THE REQUEST:
Copy the rows below, starting at the line that contains "of the window" and ending at the end of the rows, and swap every "marker" for "pin". Leave everything else unchanged.

DATA PROVIDED:

+ + + + +

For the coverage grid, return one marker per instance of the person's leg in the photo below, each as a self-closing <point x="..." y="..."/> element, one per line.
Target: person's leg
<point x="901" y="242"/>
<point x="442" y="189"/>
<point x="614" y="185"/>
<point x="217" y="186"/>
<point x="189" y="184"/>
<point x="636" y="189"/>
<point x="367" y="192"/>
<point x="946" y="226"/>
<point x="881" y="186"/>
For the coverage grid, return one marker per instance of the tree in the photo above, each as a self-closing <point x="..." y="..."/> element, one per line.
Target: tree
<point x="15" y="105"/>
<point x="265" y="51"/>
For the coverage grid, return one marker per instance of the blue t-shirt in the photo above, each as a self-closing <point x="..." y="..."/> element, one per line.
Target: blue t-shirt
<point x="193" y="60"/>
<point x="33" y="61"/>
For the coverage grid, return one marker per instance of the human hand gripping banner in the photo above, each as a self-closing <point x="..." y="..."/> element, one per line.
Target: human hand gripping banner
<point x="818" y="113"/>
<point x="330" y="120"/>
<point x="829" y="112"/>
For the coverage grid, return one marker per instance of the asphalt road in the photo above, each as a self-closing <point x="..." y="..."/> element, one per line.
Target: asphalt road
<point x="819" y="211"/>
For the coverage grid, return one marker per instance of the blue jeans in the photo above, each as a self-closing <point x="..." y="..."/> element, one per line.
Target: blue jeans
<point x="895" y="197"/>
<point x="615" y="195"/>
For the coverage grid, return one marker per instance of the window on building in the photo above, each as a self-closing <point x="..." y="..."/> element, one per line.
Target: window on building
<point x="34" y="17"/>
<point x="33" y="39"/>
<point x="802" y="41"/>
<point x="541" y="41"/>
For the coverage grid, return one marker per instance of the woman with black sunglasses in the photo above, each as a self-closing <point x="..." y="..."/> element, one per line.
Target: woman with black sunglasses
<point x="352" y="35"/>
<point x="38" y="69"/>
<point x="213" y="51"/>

+ + + + +

THE REPLY:
For the coverage grid, return one pin per instance of the window on building in the photo above, each as a self-closing <point x="..." y="..."/> element, one per line.
Target: window on building
<point x="34" y="17"/>
<point x="33" y="39"/>
<point x="802" y="41"/>
<point x="541" y="41"/>
For the coverage grid, return one pin per instance of the woman with black sunglasses in the photo above, each as a self-closing <point x="..." y="..."/> element, one per line.
Target: woman with black sunglasses
<point x="352" y="35"/>
<point x="38" y="69"/>
<point x="213" y="51"/>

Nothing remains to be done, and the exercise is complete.